ABOUT THIS EXERCISE:
Nothing in the records should change; write them all out again.
***
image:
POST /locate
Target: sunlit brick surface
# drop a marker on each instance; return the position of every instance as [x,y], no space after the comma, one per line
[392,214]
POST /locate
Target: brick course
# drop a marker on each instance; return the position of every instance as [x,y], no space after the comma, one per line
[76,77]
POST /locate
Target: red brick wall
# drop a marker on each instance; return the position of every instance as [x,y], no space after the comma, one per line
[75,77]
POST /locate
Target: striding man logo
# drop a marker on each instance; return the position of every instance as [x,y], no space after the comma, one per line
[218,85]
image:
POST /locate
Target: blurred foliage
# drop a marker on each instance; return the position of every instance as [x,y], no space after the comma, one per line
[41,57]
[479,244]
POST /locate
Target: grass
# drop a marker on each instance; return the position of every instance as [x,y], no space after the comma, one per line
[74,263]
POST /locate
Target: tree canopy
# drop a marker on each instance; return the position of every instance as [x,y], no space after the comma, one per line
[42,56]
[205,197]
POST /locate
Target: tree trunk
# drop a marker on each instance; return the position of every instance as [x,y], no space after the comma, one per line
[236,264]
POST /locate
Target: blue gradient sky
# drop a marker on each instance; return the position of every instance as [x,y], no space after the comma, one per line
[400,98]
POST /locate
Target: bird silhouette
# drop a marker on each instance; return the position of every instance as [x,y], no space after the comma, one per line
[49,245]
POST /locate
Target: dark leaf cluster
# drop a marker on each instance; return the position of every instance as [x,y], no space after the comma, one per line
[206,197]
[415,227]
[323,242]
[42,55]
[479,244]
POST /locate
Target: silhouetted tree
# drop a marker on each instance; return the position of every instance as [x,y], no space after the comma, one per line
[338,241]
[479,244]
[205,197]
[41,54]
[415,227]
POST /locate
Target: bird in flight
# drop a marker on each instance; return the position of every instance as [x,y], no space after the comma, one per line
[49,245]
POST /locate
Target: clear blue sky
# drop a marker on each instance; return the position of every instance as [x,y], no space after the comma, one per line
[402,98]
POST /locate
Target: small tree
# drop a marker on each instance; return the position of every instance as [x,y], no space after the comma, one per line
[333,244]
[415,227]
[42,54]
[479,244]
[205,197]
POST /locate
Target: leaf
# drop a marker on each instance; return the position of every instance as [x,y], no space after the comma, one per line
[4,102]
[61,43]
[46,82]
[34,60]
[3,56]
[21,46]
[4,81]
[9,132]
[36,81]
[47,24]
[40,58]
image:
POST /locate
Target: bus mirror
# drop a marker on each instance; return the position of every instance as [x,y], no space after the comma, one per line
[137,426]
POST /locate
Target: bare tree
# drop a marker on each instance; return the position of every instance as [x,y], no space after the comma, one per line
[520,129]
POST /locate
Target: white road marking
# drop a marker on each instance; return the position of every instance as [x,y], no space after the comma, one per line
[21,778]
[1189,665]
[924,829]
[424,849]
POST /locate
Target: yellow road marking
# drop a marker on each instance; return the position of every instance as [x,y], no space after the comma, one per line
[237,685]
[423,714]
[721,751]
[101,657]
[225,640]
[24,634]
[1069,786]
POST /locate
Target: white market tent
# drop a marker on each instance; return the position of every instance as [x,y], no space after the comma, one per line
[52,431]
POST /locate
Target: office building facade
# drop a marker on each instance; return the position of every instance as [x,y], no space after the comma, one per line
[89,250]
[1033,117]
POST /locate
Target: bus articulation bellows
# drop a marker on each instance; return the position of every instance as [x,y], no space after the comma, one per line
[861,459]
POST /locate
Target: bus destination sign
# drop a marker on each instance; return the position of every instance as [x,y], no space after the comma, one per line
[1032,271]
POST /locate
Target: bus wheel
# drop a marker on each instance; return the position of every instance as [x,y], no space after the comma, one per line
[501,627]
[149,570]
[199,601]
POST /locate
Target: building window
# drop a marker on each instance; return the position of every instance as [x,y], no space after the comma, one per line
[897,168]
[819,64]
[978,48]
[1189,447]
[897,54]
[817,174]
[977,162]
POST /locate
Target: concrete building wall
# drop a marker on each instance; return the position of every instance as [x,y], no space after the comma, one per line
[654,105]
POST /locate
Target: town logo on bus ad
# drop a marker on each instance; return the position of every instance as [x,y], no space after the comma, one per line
***
EXERCISE ANSWER:
image:
POST /locate
Target: sunlit brick surface
# drop a marker on each instance; return the position of every instance as [x,y], no space after the comma, one per line
[392,214]
POST /locate
Target: brick course
# drop a marker on each instance; return the position of every instance as [x,y], no space after the comma, one per line
[76,77]
POST /locate
Target: red brick wall
# drop a marker on each instance; return the position of every instance as [x,y], no space after the comma, one per line
[75,77]
POST /locate
Target: striding man logo
# drop a marker on each instance; return the position of every instance as [x,y], no space after the comma, one per line
[218,85]
image:
POST /locate
Target: blurred foliage
# drop a marker on each instance; return the position of every instance as [x,y], no space after the comma, one per line
[41,57]
[479,244]
POST /locate
Target: grass
# drop a marker on each instance; return the position of every instance as [x,y], no space after the comma, one per line
[74,263]
POST /locate
Target: tree canopy
# drop a marker on each instance; return the position of every instance as [x,y], no space after the comma, one per line
[42,56]
[205,197]
POST /locate
Target: tree trunk
# drop a marker on each instance; return the position of every instance as [x,y], no space after the comma, one per line
[236,264]
POST /locate
Target: blue gradient sky
# drop a marker on each instance; return the position of every instance as [x,y], no space after the comma, one per line
[400,98]
POST /locate
Target: bird silhouette
# drop a marker on each instance; return the position of every instance as [x,y], no space after the comma, one per line
[49,245]
POST /locate
Target: dark leaf cluster
# drop a marker on each instance; return the position of every instance as [x,y], no space after the comma, one per line
[206,197]
[415,227]
[323,242]
[42,55]
[479,244]
POST /locate
Target: silhouetted tree
# drop a marker on each instance; return the position of every instance as [x,y], no space after the comma, one per line
[338,241]
[479,244]
[205,197]
[41,54]
[415,227]
POST /locate
Target: bird in flight
# drop a marker on each instance; return the position of every instance as [x,y], no space after the comma, one per line
[49,245]
POST /locate
Target: clear blue sky
# drop a marker on each instance; return the position of every instance as [x,y], no space after the comma, one per line
[402,98]
POST /locate
Target: small tree
# drop a marker on each instance; return the position of every instance as [x,y], no space after the comma, one per line
[333,244]
[415,227]
[42,54]
[479,244]
[205,197]
POST /locate
Target: leaf
# drop a marker on each instance; return the position of every instance as [x,y], no space after the comma, one per line
[4,102]
[61,43]
[46,82]
[34,60]
[3,56]
[21,46]
[4,81]
[9,132]
[36,81]
[47,24]
[40,58]
image:
POST /locate
Target: bus mirror
# drop a marker on each instance; return the position of every instance as [x,y], no space after the comma, one per line
[137,426]
POST /locate
Target: bare tree
# drop a marker on each instance; return the position of every instance as [x,y], no space after the comma, one per line
[520,129]
POST /locate
Target: white road marking
# drop a marker on each instance; return the position of every instance as [x,y], no space after the comma, one per line
[21,778]
[1189,665]
[924,829]
[424,849]
POST /locate
Target: yellow road marking
# drop a marker on each instance; return the position of every instance as [x,y], no space after the comma, one per line
[237,685]
[423,714]
[721,751]
[101,657]
[225,640]
[24,634]
[1069,786]
POST /locate
Target: white market tent
# drop a marker on each instance; return the position of every instance as [x,y], no space after the comma, one per line
[52,431]
POST /locate
Target: office building facade
# drop a marker on each instance; return the position of every instance as [x,y], no space after the comma, one per line
[89,250]
[1033,117]
POST /locate
Target: bus articulation bellows
# drop a marker on each instance; return the position of every instance as [x,y], no space after the comma, one per line
[861,459]
POST /locate
Target: bus destination sign
# drop a marker on each instance; return the position of every instance as [x,y], no space after the comma, one per line
[1032,271]
POST /locate
Target: bus wheel
# drop a marker on each instance; return the position of every instance as [x,y], no space after the comma, one per line
[501,627]
[149,570]
[199,601]
POST /locate
Target: building window
# drop a marker on each instance; return the position of every instance as [x,y], no space after the comma, one per line
[897,168]
[819,64]
[978,48]
[1189,447]
[897,54]
[817,174]
[977,162]
POST /locate
Target: concrete building wall
# drop a marker on each instance; return the position of every instance as [x,y], no space after the comma, one per line
[654,105]
POST /locate
Target: town logo on bus ad
# drop a marker on each instance; return the position of every instance as [x,y], no space after the comma, one per line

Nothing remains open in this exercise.